> [DIRECTIONS FOR THIS TASK]: Copy every line of the items below word for word, leaving out the pictures.

> [Coordinate labeling data]:
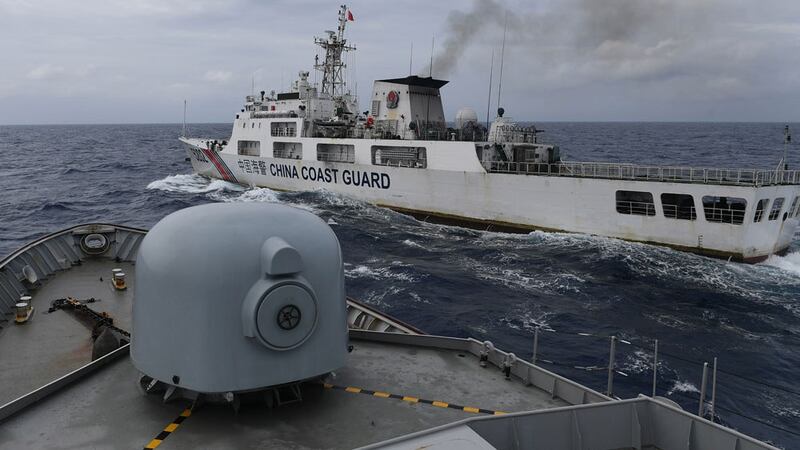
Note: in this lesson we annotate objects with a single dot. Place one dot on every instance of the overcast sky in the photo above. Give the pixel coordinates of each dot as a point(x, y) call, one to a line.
point(123, 61)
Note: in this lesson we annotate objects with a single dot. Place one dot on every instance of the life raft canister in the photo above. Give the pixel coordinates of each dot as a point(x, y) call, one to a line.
point(392, 98)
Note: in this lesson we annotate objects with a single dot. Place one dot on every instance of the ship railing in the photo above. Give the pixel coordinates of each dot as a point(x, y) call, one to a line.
point(679, 212)
point(636, 208)
point(738, 177)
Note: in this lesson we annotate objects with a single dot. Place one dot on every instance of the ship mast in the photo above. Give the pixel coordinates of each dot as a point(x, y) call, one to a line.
point(333, 83)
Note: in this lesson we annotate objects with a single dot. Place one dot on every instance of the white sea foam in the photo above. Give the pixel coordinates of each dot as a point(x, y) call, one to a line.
point(410, 243)
point(637, 362)
point(193, 184)
point(682, 386)
point(789, 263)
point(261, 195)
point(393, 272)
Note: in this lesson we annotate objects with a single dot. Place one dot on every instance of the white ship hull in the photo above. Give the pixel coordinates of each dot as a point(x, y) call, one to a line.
point(518, 202)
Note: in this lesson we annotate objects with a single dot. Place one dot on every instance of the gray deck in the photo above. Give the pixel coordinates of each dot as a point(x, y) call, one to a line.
point(51, 345)
point(108, 410)
point(433, 381)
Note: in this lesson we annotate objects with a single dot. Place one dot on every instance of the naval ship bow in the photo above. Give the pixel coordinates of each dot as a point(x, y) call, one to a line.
point(402, 154)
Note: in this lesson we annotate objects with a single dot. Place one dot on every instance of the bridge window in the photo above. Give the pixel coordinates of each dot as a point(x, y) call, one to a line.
point(776, 208)
point(636, 203)
point(283, 129)
point(336, 153)
point(793, 210)
point(391, 155)
point(724, 209)
point(760, 207)
point(249, 148)
point(287, 150)
point(678, 206)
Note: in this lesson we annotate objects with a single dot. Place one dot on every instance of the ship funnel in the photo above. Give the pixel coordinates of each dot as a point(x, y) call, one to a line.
point(238, 297)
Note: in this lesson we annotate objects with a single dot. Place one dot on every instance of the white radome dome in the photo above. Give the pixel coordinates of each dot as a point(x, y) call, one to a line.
point(464, 116)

> [ANSWER TO THE TASK]:
Note: in this lesson we annotate objects with a single dot. Place one dot on every instance of the overcast sky in the photo above. Give the pixel coordinates of each dot as a point(x, y) call, one to a line.
point(123, 61)
Note: in this lesson we annotate objects with a single dot. Place one dot on every instance of the life raft canister in the photo above. Give the pixel coordinates of each dot as a point(x, y) call, one to a line.
point(392, 98)
Note: in this lesson we annotate objects with a single dot. Place one dot on every instance of the ship railing in the photo above. Give the pixel coordinates of each dot as a point(x, y) call, one to a line.
point(679, 212)
point(636, 208)
point(738, 177)
Note: in this lesson we annotate objects with a single dot. Place one dot on every instance of the ship mast in the photo above. Give the pixel coordinates of each dot as a point(x, y) call, one to a line.
point(333, 83)
Note: in this lesson we annotate objects with a single dot. Place one dot on every instance of the white sea foam in the photo above. Give the pixel coordinates of each dot as a point(x, y) call, one to a line.
point(410, 243)
point(637, 362)
point(193, 184)
point(682, 386)
point(789, 263)
point(261, 195)
point(393, 272)
Note: in this lesson we annotate objects with a single dot. Place one dot on every instance of the white ship hull in the photo above. Give the pixel coordinates of each dot as a point(x, y) call, one to a line.
point(518, 202)
Note: in this lesson we annotate objects with a single dot. Place one dot on every instance of the gray deck in the photo above. Give the pixel coordinates of each dot as a point(x, y) call, one to a line.
point(51, 345)
point(108, 410)
point(433, 381)
Note: in this lesson we annotate objects with a single dot. Place one dot on every instance of the naval ship bow in the photo above. Give the pixel coordinates of each dot as a point(x, y) call, one to a line.
point(402, 154)
Note: in this lesson we annotate objects with a single dot. Place one dot on every instance of the bridge window in the photo above. Give the pixel coordinates of each dot as a point(x, y) call, one to a line.
point(776, 208)
point(636, 203)
point(283, 129)
point(336, 153)
point(793, 210)
point(391, 155)
point(724, 209)
point(760, 207)
point(249, 148)
point(287, 150)
point(678, 206)
Note: in this lesson we annotate objects with a single dot. Place one dot on every instance of the ship funnel in the photo above. Give the pixel coordinates of each dot as a point(x, y) call, one to a line.
point(238, 297)
Note: in this lesson we annotate objects with a single dot. Place one dot on every instance of the white radome dome in the photo above. Give the pixel coordinates of each dot as a point(x, y) call, one to a line.
point(464, 116)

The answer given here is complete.